WORK INSTRUCTION
According to the methods passage below, on what date did the study begin? Please answer briefly.

PAGE TEXT
☆ ☆ ☆
The final model for adjustment included age, gender, country of birth, data on food consumption, degree of physical activity, salt intake, smoking status (for adolescents only), time-lag between the beginning of the study and the date of enrollment. Frequency of food consumption was collected for the following food categories: meat, fish/seafood, milk/yogurt, cheese, eggs, bread/pasta/cereals, sweets/snacks/sweet beverages, fruits/vegetables, and salt. Data on food consumption were transformed from number of servings per day/week/month to number of servings per week for all the food categories to create harmonized diet pattern classification. Smoking status was subdivided into current smokers, previous smokers and non-smokers. Degree of physical activity (Light, Moderate, or Heavy) was defined based on an algorithm that combined information reported by the subject on intensity, duration, and frequency of all types of physical activity practiced during the week. Countries of birth were classified in two categories based on geographical areas, including: Italy plus other Highly Developed Countries, and High Migratory Pressure Countries. The time-lag between the beginning of the study (1 January 2017) and the date of enrollment was calculated for each subject and included as a possible covariate (number of months).
☆ ☆ ☆
RECORD EXTRACTS

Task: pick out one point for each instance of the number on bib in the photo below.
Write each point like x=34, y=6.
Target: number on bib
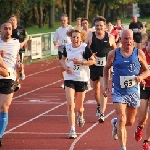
x=76, y=67
x=63, y=41
x=127, y=81
x=100, y=61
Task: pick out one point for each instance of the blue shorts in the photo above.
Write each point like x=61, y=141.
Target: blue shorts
x=130, y=99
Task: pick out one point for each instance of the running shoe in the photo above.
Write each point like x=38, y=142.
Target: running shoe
x=72, y=135
x=17, y=86
x=114, y=130
x=80, y=121
x=0, y=142
x=101, y=118
x=138, y=134
x=98, y=112
x=62, y=86
x=146, y=146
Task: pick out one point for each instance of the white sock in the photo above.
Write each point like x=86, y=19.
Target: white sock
x=72, y=128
☆ ☆ ☆
RESPONSE TO THE TASK
1 January 2017